SECTION V. Division Executive Committee.

  1. The Division Executive Committee shall consist of the five elected officers (President, President-Elect, Vice President, Past President, and Secretary-Treasurer), the President of each Chapter within the Division, and the Student Representative.
  2. All members of the Executive Committee, with the exception of the Student Representative, share equal voting rights. The Student Representative is a non-voting position.
  3. Each member of the Executive Committee shall have one vote on Executive Committee decisions. The President may vote only in the event of a tie.
  4. The Executive Committee is authorized to act for the Division between meetings and transact necessary business.
  5. The Executive Committee may levy such special fees as may be necessary to meet any expenses of the Division.
  6. A quorum for an Executive Committee meeting shall consist of a majority of the elected officers and one-third of the Chapter Presidents. If unable to attend an Executive Committee meeting, a Chapter President may appoint any Chapter Past President or one of the current Chapter officers to represent the Chapter, with full voting rights. If such substitution is made, the Division Secretary-Treasurer or President shall be notified prior to the meeting.

===

EXERCISE SET:
[a] According to Section V, which member of the Division Executive Committee holds a non-voting position?
[b] Write out Section V from "3. Each member" up to and including "transact necessary business.".

SOURCE EXCERPT:
===

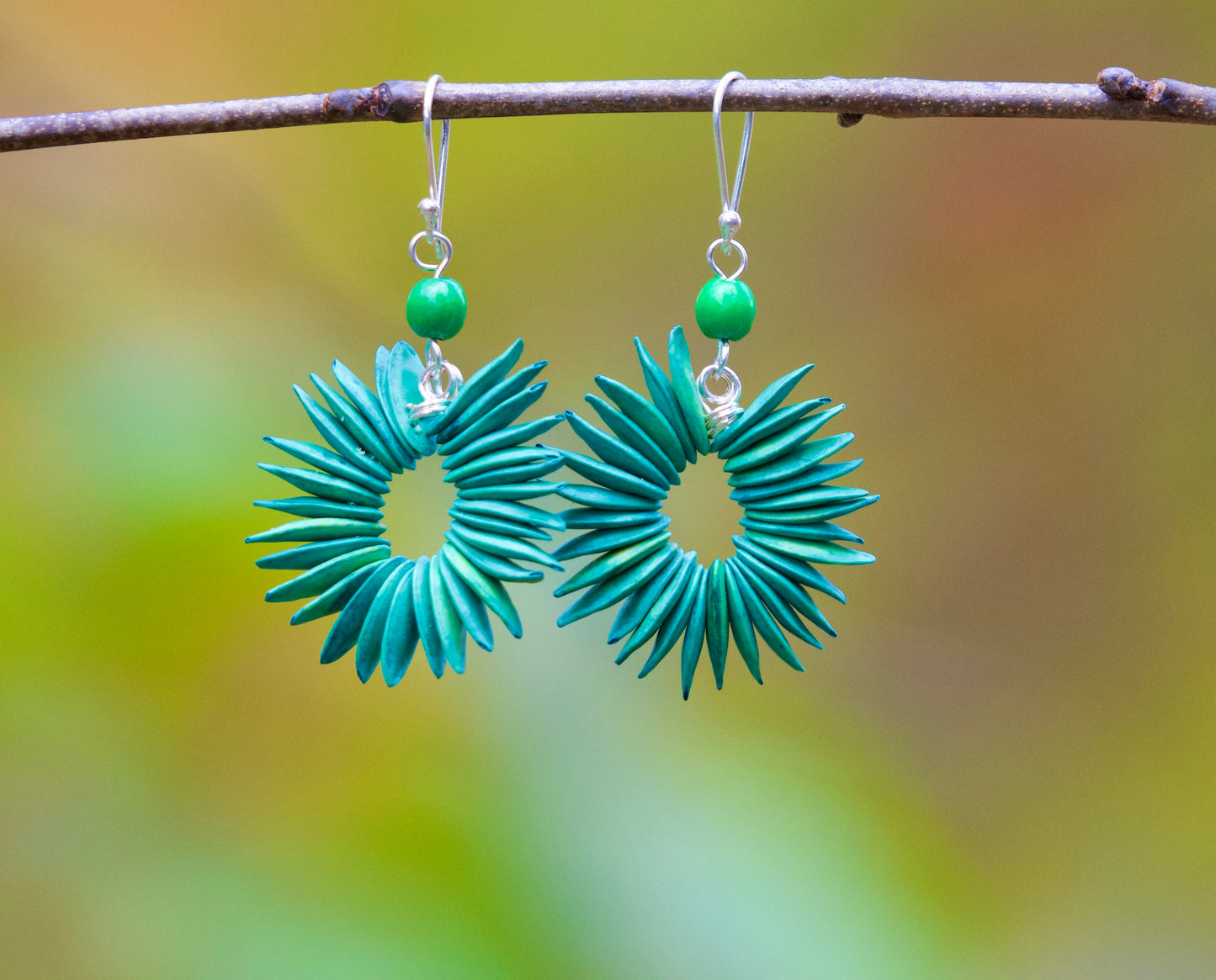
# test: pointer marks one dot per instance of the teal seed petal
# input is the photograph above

===

TASK RESPONSES:
[a] The Student Representative.

[b]
3. Each member of the Executive Committee shall have one vote on Executive Committee decisions. The President may vote only in the event of a tie.
  4. The Executive Committee is authorized to act for the Division between meetings and transact necessary business.